Start

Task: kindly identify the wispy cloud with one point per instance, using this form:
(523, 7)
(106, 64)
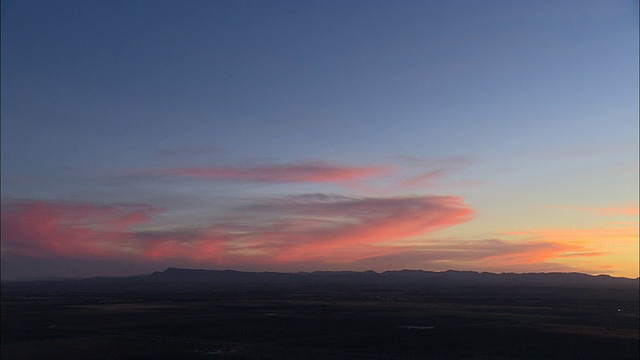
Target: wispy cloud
(606, 211)
(188, 151)
(272, 231)
(275, 173)
(291, 232)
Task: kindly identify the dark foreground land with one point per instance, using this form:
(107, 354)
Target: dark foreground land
(321, 320)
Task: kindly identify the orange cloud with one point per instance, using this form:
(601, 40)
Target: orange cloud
(304, 172)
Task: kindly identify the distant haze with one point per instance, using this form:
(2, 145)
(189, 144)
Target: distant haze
(291, 135)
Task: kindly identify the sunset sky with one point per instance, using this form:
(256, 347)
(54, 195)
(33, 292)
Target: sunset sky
(495, 136)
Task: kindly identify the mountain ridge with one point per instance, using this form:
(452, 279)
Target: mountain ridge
(192, 277)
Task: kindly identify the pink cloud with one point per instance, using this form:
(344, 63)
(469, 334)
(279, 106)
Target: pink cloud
(304, 172)
(275, 231)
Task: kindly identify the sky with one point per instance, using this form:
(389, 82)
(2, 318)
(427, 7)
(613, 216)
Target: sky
(496, 136)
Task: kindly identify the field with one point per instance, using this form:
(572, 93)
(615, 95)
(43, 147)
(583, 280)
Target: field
(320, 322)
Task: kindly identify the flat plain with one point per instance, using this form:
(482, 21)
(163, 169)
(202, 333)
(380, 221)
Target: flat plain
(320, 321)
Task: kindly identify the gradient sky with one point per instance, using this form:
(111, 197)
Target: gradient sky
(272, 135)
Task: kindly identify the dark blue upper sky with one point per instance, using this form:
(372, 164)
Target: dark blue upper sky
(111, 102)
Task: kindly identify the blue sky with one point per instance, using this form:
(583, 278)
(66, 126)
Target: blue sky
(525, 113)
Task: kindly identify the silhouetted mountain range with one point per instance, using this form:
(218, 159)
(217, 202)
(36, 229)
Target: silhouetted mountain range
(193, 277)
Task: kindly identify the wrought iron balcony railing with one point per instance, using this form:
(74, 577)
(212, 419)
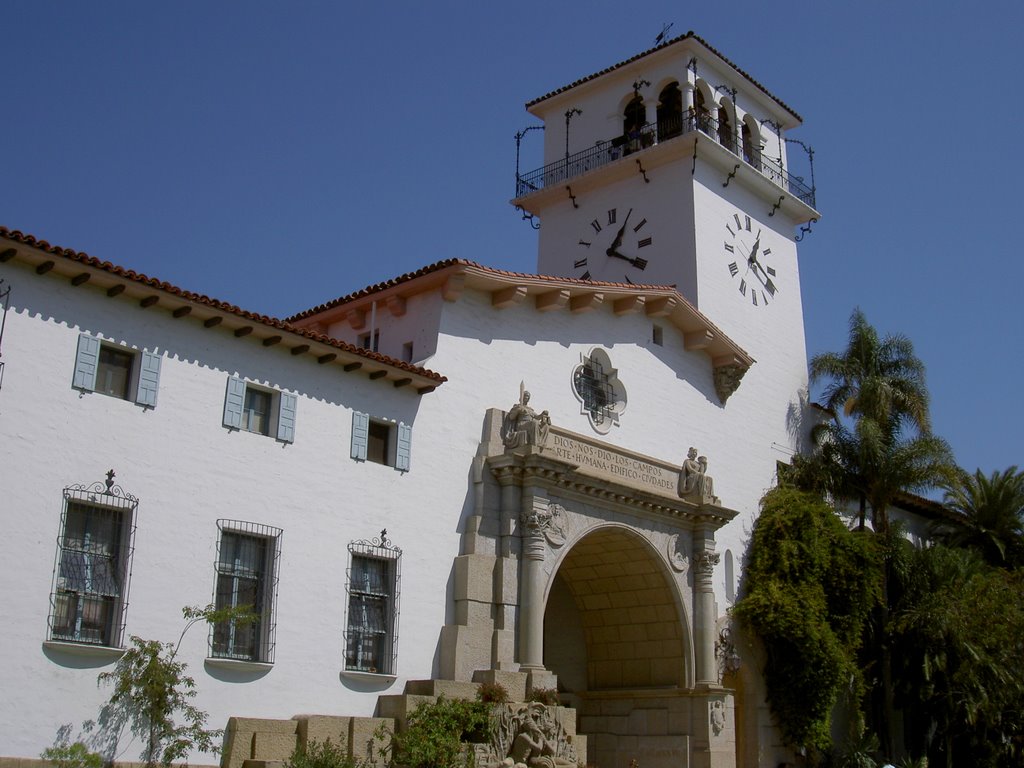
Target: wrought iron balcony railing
(606, 152)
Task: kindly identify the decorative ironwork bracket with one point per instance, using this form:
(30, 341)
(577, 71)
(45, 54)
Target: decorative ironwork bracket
(731, 175)
(528, 217)
(643, 173)
(805, 230)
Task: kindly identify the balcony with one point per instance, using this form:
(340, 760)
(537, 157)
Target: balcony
(606, 152)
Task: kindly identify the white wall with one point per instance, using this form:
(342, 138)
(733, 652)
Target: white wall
(187, 470)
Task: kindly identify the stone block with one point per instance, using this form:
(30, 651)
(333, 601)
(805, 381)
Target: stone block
(513, 682)
(507, 581)
(542, 679)
(464, 649)
(471, 612)
(273, 745)
(321, 728)
(474, 578)
(367, 736)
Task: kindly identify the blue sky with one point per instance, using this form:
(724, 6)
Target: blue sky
(278, 155)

End

TASK GOAL
Without including any pictures, output all the entries above exactly.

TASK RESULT
Task: kindly identify the wispy cloud with one point per instance, using this form:
(523, 7)
(106, 64)
Target: wispy cloud
(606, 211)
(188, 151)
(272, 231)
(275, 173)
(291, 232)
Task: kindly identify the dark foreground land with one point per instance, using this form:
(107, 354)
Target: dark foreground land
(321, 320)
Task: kindly identify the orange cloud with one point per instance, using this form:
(601, 40)
Target: orange cloud
(304, 172)
Task: kindly identify the distant haze with one point per instance, using this form:
(2, 145)
(189, 144)
Target: distant haze
(291, 135)
Task: kindly identify the sunset sky with one point per instance, using this form:
(256, 347)
(54, 195)
(33, 292)
Target: sunset sky
(495, 136)
Task: kindly identify the mountain ridge with one point per instance, using this form:
(452, 279)
Target: mountain ridge
(192, 277)
Task: kindly identify the pink cloud with one point per instance, using this form:
(344, 63)
(469, 334)
(279, 106)
Target: pink cloud
(304, 172)
(275, 231)
Task: kindly identify the sky with one point per instance, using this form:
(389, 82)
(2, 318)
(427, 7)
(613, 216)
Target: sky
(496, 136)
Task: kindly identify the field with one point per instance, using this form:
(572, 93)
(615, 95)
(43, 147)
(583, 280)
Target: field
(320, 322)
Task: kindly identify the flat plain with one point per instance, using this form:
(482, 21)
(163, 169)
(202, 333)
(380, 221)
Target: flat plain
(320, 321)
Task: kindly identify the gradient sky with one point per instance, using this form:
(111, 197)
Target: gradient sky
(272, 135)
Task: kindly identify the dark blue upper sky with one point per instance, using this form:
(372, 164)
Target: dark blue upper sky
(111, 102)
Task: kindly identify the blue sky with one point per instance, using this form:
(583, 278)
(66, 126)
Target: blue sky
(525, 113)
Task: kindly identify the silhouetted mountain range with one point per instance, using this form:
(218, 159)
(217, 202)
(36, 229)
Target: silhouetted mountain range
(193, 277)
Task: kindly identify the wrought iron balcony railing with one point per instance, using this form:
(74, 577)
(212, 419)
Target: wrought iron balcony railing
(606, 152)
Task: kindly identify the decorative ironwork bracket with one point per instance, using this form:
(30, 341)
(577, 71)
(45, 54)
Target: decorative ironwork bracket
(731, 175)
(528, 217)
(643, 173)
(805, 230)
Task: kindly identify the balcony with one point per instance, using this form:
(340, 760)
(537, 157)
Target: balcony
(606, 152)
Task: kindly identify the white wall with one point per instance, using this form:
(342, 138)
(733, 652)
Target: white wall
(187, 470)
Task: kindly identify the stone block with one point per instance, using this form:
(30, 651)
(333, 601)
(805, 381)
Target: stone block
(513, 682)
(507, 581)
(542, 679)
(464, 649)
(471, 612)
(273, 745)
(321, 728)
(474, 578)
(367, 736)
Task: kindly identify the blue sky with one point per instance, using this form:
(724, 6)
Target: blue sky
(278, 155)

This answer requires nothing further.